◆ WHAT THIS TASK INVOLVES
State how many lines of the data contain the word "tomato", and write nothing besides the number.

Data excerpts

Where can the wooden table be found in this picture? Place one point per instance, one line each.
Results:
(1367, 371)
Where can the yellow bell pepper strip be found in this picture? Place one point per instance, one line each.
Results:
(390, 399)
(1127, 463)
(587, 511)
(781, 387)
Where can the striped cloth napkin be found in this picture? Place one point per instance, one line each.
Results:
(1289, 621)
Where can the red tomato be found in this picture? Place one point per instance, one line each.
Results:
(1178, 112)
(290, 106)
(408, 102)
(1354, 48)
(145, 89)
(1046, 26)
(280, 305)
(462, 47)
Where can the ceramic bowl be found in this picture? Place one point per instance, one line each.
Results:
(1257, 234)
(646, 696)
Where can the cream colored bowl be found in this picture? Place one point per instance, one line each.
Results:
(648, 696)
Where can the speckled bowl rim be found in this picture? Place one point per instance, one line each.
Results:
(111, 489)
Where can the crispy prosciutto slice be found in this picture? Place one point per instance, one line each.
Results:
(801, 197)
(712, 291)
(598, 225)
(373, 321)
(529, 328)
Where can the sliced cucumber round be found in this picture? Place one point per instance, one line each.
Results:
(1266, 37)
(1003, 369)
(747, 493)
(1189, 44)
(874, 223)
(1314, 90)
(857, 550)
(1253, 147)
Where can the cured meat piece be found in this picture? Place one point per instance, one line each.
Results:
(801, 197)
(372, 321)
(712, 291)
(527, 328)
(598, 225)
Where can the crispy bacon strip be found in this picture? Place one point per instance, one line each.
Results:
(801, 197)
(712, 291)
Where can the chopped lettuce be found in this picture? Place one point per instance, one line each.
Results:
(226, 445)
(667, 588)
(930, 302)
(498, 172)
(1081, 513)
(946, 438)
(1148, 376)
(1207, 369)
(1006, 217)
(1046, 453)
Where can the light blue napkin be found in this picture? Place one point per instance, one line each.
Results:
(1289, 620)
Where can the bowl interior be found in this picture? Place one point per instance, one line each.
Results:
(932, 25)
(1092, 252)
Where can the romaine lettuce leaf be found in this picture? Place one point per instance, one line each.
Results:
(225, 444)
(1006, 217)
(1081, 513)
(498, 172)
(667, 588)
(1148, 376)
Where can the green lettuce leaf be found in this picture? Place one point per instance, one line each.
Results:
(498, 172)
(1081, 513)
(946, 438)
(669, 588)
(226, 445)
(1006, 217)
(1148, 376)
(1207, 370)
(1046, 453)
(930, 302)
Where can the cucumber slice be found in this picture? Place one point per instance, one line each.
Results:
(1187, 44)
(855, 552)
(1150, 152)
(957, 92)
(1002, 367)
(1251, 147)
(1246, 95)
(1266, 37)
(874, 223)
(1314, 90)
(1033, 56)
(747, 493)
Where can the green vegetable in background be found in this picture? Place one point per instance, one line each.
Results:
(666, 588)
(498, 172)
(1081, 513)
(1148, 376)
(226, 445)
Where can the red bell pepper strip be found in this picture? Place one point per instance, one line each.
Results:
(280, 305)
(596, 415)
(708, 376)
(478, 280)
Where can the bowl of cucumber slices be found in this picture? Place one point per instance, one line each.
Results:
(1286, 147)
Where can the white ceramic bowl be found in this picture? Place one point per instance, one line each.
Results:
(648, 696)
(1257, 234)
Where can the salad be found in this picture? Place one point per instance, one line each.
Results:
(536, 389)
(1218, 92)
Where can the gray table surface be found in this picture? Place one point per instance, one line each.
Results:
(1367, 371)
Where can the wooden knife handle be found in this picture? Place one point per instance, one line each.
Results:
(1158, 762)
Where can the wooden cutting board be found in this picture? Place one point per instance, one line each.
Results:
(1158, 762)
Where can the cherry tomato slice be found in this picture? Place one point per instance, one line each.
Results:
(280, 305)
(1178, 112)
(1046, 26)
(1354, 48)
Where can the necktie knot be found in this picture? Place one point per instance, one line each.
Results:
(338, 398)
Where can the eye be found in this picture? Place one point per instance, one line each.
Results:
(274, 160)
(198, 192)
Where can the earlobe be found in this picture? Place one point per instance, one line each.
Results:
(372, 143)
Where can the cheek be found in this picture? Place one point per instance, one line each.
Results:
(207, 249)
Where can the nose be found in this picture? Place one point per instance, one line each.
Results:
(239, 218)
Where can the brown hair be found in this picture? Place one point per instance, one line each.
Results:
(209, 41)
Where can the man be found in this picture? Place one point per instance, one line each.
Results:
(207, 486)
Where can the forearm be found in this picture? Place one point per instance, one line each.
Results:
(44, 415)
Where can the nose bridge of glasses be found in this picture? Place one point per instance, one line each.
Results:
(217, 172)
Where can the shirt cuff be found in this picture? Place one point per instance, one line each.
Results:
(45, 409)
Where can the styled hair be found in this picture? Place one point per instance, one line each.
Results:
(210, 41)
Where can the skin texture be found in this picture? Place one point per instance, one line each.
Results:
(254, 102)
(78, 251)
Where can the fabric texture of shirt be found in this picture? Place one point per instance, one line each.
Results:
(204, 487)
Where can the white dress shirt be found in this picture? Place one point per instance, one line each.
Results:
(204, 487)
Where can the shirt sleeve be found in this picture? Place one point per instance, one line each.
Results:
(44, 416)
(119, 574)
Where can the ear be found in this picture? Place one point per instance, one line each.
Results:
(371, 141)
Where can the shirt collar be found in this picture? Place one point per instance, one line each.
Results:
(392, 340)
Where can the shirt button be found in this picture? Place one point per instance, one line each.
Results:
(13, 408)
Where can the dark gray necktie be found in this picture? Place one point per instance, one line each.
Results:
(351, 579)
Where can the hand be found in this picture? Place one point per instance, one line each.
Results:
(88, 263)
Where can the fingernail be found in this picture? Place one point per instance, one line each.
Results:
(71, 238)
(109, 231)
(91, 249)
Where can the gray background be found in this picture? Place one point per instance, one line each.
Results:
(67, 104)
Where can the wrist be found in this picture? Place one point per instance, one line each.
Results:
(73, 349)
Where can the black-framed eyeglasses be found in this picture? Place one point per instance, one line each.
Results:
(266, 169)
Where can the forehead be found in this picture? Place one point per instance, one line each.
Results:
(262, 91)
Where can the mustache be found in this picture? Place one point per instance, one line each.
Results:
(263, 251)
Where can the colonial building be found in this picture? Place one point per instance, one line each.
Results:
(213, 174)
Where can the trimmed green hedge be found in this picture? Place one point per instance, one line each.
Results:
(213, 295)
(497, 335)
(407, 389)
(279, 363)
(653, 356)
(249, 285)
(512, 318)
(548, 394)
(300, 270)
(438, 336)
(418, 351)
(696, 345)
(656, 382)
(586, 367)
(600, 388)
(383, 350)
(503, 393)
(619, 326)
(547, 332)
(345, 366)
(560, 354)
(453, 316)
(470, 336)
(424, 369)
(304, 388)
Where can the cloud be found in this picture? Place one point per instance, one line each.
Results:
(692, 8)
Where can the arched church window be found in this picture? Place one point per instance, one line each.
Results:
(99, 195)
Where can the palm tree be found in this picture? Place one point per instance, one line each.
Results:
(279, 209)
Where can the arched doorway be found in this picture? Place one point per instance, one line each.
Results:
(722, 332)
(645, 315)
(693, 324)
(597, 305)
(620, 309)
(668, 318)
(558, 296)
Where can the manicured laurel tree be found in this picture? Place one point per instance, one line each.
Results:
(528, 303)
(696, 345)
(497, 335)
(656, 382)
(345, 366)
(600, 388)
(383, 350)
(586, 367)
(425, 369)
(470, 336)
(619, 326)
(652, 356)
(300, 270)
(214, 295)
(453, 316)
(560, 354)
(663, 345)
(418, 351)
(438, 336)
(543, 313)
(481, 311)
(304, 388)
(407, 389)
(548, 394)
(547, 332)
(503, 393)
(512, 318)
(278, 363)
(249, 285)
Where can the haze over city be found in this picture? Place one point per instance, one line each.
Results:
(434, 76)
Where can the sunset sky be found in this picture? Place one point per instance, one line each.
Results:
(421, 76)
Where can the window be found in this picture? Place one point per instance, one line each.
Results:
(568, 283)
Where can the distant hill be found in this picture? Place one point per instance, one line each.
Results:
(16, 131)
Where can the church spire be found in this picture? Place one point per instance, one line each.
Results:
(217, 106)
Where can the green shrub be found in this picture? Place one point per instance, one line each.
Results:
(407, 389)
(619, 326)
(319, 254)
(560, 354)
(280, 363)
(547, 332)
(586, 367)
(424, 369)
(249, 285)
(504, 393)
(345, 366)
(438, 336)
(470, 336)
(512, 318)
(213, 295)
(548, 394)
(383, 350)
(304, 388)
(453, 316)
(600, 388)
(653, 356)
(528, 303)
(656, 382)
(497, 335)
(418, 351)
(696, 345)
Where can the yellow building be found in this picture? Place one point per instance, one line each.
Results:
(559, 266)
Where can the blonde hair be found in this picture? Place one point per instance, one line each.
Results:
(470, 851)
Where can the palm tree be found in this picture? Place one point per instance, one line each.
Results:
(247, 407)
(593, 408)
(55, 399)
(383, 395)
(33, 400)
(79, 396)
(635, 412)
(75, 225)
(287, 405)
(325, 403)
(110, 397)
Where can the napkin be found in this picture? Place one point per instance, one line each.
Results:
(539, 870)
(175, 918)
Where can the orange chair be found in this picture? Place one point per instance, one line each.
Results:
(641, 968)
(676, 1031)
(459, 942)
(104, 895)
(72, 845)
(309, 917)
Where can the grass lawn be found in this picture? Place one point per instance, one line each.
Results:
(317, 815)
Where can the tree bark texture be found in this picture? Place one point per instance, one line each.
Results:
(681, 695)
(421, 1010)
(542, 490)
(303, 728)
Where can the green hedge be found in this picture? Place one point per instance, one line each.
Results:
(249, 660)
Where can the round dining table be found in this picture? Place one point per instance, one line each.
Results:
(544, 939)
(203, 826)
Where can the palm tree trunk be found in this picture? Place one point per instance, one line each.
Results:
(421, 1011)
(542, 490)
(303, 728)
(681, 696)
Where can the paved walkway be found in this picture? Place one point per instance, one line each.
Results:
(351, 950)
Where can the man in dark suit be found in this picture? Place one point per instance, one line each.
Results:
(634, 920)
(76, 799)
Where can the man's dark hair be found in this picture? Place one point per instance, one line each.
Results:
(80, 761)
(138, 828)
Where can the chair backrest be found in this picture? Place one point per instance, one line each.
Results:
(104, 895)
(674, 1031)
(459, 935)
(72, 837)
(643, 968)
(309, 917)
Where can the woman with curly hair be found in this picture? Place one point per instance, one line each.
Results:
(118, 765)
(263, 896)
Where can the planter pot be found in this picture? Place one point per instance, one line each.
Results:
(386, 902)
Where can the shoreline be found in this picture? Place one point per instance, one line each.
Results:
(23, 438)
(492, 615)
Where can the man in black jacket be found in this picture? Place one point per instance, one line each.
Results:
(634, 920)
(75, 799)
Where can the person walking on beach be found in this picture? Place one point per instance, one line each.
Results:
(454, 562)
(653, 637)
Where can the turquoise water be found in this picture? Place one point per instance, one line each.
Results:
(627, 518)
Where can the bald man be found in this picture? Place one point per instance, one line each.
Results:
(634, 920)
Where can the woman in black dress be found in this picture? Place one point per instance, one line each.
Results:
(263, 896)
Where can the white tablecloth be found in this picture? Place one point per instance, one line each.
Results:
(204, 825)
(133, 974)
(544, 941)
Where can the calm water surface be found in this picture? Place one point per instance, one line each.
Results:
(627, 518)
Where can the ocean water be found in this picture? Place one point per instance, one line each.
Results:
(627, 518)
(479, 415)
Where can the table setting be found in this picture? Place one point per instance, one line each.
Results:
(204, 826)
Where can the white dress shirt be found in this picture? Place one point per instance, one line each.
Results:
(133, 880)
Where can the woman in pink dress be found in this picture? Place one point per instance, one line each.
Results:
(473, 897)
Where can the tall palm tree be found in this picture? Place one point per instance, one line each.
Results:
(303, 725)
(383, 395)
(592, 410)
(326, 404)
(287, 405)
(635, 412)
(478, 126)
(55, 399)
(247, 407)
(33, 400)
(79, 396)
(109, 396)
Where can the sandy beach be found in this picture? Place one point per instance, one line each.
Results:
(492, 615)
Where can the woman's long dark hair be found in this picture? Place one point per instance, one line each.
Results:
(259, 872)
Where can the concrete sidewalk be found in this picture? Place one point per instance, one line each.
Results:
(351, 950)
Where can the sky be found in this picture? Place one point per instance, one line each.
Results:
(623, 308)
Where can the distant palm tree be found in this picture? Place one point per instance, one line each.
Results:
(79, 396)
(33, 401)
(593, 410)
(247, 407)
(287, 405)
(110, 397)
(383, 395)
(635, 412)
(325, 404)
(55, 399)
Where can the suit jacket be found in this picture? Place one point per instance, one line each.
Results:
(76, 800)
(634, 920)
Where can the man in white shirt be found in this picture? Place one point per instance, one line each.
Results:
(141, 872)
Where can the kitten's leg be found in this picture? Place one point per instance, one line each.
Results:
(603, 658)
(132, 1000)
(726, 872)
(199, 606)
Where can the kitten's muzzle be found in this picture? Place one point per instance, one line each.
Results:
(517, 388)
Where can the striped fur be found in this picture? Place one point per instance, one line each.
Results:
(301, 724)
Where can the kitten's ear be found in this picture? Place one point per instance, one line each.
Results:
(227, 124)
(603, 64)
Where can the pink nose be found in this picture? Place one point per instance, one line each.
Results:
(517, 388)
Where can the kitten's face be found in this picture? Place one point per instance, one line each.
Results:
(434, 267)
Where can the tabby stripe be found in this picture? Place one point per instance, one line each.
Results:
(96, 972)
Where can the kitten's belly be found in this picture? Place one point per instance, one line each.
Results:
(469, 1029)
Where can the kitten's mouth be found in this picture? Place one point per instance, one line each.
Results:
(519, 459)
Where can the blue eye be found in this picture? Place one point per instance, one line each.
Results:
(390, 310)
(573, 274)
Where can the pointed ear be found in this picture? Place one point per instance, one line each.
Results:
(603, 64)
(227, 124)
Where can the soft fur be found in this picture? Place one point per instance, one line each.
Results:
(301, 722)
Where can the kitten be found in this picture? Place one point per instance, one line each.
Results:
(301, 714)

◆ ANSWER FOR THE TASK
2